+++ RECORDS TO PROCESS +++

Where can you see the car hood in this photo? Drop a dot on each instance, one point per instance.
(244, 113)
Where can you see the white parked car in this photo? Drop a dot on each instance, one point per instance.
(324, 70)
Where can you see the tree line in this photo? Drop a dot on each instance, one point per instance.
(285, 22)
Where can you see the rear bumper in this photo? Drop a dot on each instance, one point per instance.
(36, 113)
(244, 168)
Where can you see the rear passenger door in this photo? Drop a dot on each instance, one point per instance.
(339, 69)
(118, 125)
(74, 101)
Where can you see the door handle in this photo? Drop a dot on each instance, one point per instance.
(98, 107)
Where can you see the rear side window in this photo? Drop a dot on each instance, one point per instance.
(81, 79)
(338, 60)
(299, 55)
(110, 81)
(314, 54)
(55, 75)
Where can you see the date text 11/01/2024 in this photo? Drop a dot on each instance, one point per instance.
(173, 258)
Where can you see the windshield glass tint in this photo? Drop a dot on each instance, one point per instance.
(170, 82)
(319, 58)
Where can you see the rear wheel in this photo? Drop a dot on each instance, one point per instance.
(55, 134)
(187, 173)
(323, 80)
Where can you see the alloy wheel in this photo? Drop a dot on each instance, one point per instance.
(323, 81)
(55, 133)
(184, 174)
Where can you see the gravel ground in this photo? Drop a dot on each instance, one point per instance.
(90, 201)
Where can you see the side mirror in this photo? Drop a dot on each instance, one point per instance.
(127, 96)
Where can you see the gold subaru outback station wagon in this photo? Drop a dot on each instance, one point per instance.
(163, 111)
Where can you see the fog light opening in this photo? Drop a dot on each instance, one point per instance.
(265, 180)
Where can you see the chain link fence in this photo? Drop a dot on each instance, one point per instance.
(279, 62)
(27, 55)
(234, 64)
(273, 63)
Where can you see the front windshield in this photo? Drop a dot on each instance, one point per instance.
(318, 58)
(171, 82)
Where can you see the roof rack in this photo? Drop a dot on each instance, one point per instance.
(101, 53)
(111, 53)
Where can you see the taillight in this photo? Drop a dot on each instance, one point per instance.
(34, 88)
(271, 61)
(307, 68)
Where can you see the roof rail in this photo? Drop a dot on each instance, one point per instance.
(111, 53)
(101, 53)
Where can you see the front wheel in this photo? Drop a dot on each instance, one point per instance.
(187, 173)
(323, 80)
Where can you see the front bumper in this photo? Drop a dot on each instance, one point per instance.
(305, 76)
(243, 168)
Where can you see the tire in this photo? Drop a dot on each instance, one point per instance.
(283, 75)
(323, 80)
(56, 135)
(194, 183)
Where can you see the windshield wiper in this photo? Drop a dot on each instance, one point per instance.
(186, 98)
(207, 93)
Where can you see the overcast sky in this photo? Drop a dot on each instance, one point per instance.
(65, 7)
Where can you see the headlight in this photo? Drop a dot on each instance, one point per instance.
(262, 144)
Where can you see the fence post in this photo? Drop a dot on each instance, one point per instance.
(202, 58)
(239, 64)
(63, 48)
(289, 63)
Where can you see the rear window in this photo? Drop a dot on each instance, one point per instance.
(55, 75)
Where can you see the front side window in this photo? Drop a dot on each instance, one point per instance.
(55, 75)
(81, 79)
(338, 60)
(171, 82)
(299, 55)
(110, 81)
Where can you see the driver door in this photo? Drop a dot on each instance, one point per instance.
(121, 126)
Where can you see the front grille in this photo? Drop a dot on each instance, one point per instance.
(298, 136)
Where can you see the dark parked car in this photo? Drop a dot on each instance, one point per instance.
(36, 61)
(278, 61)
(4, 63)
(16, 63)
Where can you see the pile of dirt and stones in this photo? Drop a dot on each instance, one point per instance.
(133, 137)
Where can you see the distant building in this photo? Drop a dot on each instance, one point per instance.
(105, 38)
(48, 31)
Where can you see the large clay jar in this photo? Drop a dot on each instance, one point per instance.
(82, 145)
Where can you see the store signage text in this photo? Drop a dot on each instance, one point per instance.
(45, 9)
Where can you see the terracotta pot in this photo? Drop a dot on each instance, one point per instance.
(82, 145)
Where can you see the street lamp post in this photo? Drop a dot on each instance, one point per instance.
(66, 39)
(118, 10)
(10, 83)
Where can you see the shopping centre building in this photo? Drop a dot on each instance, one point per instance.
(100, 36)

+++

* [GOAL]
Rewrite the data starting at the line containing "Where can you see the street" and ending at the last line of the data, keeping every request line and adding 100 to each number in the answer coordinates.

* [SOLUTION FOR THIS PROBLEM]
Where can you see the street lamp post in this photo? Drop a dot on each instance, one point per instance.
(166, 139)
(218, 110)
(110, 183)
Where can you see the shopping centre building in this photo? Drop a dot on each instance, one point per instance.
(200, 136)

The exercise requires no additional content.